1. Vaccinazione anti-influenzale: ogni anno si ammalano di influenza dal 5% al 10% dei cittadini. Il che significa che dal 5% al 10% dei dipendenti si ammala e sta a casa dal lavoro per una media di 5 giorni. Con un costo azienda di 30mila euro medio per dipendente e un valore creato di 60mila euro per dipendente, considerando 200 giorni di lavoro all’anno, ogni giorno di assenza costa all’azienda 200 euro, con un valore complessivo di 1000 euro medio per fenomeno influenzale. Quindi se è un anno di influenza cattiva, con un 10% colpito, in media per ogni dipendente l’azienda perde 100 euro all’anno. Il vaccino antinfluenzale costa 25 euro e quindi ha un ritorno sull’investimento pari a 4 volte.
2. Corso di inglese per tutti i dipendenti: ormai l’inglese è uno strumento fondamentale nella cassetta degli attrezzi di ogni lavoratore. Gli Italiani, in media, non lo parlano. Se un’azienda organizza corsi di Inglese al suo interno, facoltativi ma che possono essere erogati al dipendente solo se il dipendente si impegna e passa gli esami dei vari gradi di competenza, permette a chi ha più voglia di crescere di acquisire una competenza nel mondo moderno
3. Prodotti e servizi a basso aumento di valore marginale prodotti dall’azienda: se l’azienda produce servizi in cui l’aggiunta di un nuovo cliente non aumenta in modo rilevante i costi, possono essere erogati ad alta efficacia ai dipendenti, creando anche un gruppo di testing per i servizi in grado di dare feedback continui all’azienda
4. Cassette di frutta presenti sui luoghi di lavoro: la dieta ad alto contenuto di vegetali ha un forte impatto sulla salute delle persone. Il fatto di avere a disposizione frutta, soprattutto quella secca a guscio, permette di avere una dieta più equilibrata e quindi stare mediamente meglio
5. Contributi agli abbonamenti per i mezzi pubblici: gli incidenti stradali sono la prima causa di morte sul lavoro e per i giovani Italiani. Incentivare i dipendenti ad usare maggiormente i mezzi pubblici permette quindi di diminuire il rischio per la loro vita, che oltre ad essere importante per il singolo, è importante per l’azienda.

Dati di puntamento su immagini
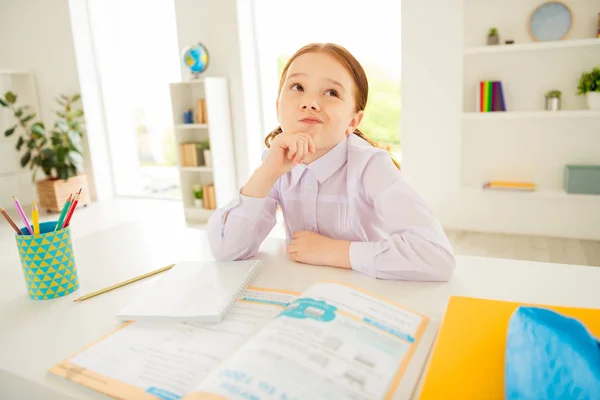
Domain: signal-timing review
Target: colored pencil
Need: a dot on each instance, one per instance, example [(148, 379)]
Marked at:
[(127, 282), (63, 213), (23, 216), (35, 216), (10, 221), (71, 210)]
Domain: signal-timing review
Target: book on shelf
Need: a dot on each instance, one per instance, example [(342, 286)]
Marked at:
[(201, 116), (490, 96), (191, 154), (510, 185), (209, 197)]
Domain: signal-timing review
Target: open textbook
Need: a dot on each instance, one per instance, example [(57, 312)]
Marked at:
[(333, 341)]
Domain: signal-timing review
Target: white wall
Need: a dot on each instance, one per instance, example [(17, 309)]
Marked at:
[(36, 35), (447, 158), (219, 25), (432, 97)]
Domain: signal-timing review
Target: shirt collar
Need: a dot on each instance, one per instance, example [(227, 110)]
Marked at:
[(324, 166)]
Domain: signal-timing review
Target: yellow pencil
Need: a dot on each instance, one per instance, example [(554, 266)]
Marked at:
[(127, 282), (35, 216)]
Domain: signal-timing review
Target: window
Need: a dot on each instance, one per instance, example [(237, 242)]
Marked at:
[(371, 33), (135, 63)]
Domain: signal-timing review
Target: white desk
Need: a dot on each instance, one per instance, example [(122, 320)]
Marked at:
[(34, 335)]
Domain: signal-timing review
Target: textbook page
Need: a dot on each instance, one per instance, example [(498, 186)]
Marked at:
[(332, 342), (168, 360)]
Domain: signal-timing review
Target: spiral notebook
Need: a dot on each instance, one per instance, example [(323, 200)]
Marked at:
[(193, 291)]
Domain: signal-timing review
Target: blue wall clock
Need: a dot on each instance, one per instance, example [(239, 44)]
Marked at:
[(550, 21)]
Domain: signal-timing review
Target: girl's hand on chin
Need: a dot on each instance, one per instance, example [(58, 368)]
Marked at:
[(288, 150)]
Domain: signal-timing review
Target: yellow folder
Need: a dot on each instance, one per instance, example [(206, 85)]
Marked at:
[(467, 361)]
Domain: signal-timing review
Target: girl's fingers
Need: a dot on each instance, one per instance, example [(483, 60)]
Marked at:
[(306, 146), (311, 143), (292, 148), (300, 152)]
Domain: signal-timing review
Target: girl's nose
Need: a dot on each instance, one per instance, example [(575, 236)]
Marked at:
[(310, 104)]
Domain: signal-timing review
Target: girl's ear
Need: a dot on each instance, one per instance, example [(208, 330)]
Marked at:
[(354, 122)]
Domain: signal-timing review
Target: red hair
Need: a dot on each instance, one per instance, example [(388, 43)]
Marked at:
[(355, 70)]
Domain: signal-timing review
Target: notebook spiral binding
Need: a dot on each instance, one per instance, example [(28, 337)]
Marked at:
[(256, 268)]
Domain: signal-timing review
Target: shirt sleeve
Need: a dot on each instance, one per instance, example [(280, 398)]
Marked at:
[(236, 230), (416, 247)]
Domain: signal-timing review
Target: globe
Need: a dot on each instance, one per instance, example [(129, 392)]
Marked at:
[(195, 57)]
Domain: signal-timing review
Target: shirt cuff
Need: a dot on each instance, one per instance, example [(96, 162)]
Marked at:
[(247, 207), (361, 257)]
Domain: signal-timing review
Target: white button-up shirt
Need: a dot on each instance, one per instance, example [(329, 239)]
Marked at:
[(354, 192)]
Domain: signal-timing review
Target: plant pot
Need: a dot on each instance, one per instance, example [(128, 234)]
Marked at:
[(593, 100), (207, 158), (493, 40), (552, 103), (53, 193)]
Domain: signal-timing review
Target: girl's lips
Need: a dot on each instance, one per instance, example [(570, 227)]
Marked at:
[(310, 121)]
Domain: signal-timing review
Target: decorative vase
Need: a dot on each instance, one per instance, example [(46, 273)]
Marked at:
[(207, 158), (493, 40), (552, 103), (593, 100)]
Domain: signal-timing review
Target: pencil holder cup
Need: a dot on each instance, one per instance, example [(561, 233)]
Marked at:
[(48, 262)]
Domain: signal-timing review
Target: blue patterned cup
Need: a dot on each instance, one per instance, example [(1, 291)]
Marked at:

Esercizi da svolgere
A: Indica se queste affermazioni concordano con il testo sulle iniziative aziendali per i dipendenti: (i) il vaccino antinfluenzale costa 25 euro; (ii) i corsi di inglese sono obbligatori per tutti i dipendenti; (iii) gli incidenti stradali sono la prima causa di morte sul lavoro. Per ciascuna rispondi sì o no, citando le parole del testo che lo decidono.
B: Porta avanti il testo sulle iniziative aziendali per i dipendenti a partire dal punto in cui si ferma.

Soluzioni
A:
(i) Sì: "Il vaccino antinfluenzale costa 25 euro".
(ii) No: "facoltativi ma che possono essere erogati al dipendente solo se il dipendente si impegna e passa gli esami dei vari gradi di competenza".
(iii) Sì: "gli incidenti stradali sono la prima causa di morte sul lavoro e per i giovani Italiani".

B:
6. Assicurazione sanitaria orientata a ciò che non viene erogato adeguatamente dal Servizio Sanitario Nazionale: abbiamo la fortuna di vivere in un paese in cui il sistema sanitario è di buona qualità (non ovunque, come sappiamo) e quindi mettere molti soldi per sostituirlo con erogazioni private è un errore strutturale. Ci sono però delle aree non adeguatamente coperte e su cui un’assicurazione creerebbe gli incentivi giusti per occuparsi della propria salute a basso costo. Ad esempio un’igiene dentale annuale è importante per la salute della bocca. Una copertura tempestiva per casi di problemi psicologici è oggi fondamentale.
Sono solo alcuni esempi, che però indicano che oggi in Italia è possibile migliorare la vita delle persone agendo sul lato del welfare aziendale, ad alta efficacia, basso costo e attenta valutazione del percepito dei dipendenti.
Se una quota consistente di aziende cominciasse a ragionare in quest’ottica, avremmo un mondo del lavoro migliore. Sarebbe molto interessante creare un osservatorio che raccogliesse i dati sull’efficacia di ogni parte di welfare aziendale offerto in Italia e che potesse rappresentare una check-list da cui le aziende che volessero investire in questo settore potessero trarre spunto.